(Part of a data file)
• • • •

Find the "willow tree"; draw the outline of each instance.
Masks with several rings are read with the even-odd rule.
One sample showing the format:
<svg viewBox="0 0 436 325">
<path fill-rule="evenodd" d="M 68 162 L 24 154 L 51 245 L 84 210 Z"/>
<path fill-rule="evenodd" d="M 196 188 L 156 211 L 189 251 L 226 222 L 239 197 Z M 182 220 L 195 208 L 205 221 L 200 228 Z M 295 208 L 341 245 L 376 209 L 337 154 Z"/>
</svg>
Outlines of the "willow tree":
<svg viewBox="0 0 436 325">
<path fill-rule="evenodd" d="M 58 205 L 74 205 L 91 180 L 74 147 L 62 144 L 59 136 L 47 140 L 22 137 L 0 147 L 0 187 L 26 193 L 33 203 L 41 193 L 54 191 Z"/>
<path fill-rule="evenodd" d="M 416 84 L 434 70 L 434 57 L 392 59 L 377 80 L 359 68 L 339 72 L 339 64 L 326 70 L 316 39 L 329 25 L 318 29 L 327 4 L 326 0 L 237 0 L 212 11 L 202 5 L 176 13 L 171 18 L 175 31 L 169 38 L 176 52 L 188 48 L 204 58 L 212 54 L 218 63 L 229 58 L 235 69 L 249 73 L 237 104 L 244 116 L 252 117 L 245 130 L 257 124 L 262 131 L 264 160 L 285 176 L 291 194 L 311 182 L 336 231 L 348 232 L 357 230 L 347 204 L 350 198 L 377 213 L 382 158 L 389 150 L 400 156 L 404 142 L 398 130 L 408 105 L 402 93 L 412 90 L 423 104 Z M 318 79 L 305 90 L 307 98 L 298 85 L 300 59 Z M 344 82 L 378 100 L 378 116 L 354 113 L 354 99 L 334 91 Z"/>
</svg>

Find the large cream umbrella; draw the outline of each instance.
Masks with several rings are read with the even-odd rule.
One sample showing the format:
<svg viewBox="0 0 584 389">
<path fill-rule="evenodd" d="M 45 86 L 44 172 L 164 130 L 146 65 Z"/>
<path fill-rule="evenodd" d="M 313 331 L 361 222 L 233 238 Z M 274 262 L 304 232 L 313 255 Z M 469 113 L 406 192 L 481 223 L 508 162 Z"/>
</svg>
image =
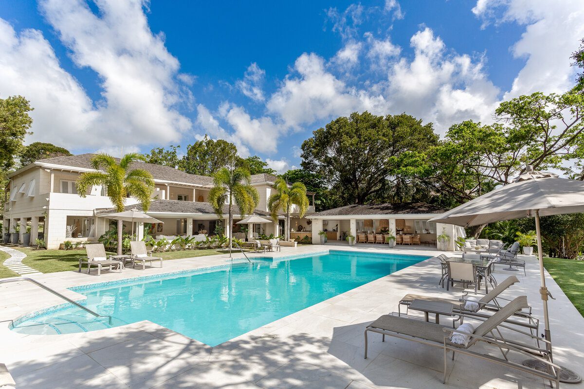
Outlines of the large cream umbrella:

• • • •

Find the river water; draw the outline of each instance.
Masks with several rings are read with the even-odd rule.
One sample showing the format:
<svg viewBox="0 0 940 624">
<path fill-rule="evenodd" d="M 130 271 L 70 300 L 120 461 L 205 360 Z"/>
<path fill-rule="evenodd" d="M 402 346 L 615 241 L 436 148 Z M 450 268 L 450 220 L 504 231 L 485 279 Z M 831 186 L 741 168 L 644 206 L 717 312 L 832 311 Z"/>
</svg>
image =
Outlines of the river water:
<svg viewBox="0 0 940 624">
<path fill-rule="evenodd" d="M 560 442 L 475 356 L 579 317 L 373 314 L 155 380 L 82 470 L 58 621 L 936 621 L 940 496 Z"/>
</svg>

• • • •

Challenge: Rewrite the data between the lines holding "Find the large" and "Outlines of the large", inclusive, with "cream" changed to "beige" and everything else kept the same. Leave the pictures out of your answer.

Response for this exercise:
Find the large beige umbrella; draw the outline of each instance.
Masks with several rings are read with the even-odd rule.
One sample showing the format:
<svg viewBox="0 0 584 389">
<path fill-rule="evenodd" d="M 45 86 L 44 172 L 164 130 L 146 65 Z"/>
<path fill-rule="evenodd" d="M 313 331 L 361 222 L 233 238 Z M 274 262 L 304 232 L 313 255 Z M 469 113 L 406 192 L 481 223 L 508 162 Z"/>
</svg>
image =
Outlines of the large beige umbrella:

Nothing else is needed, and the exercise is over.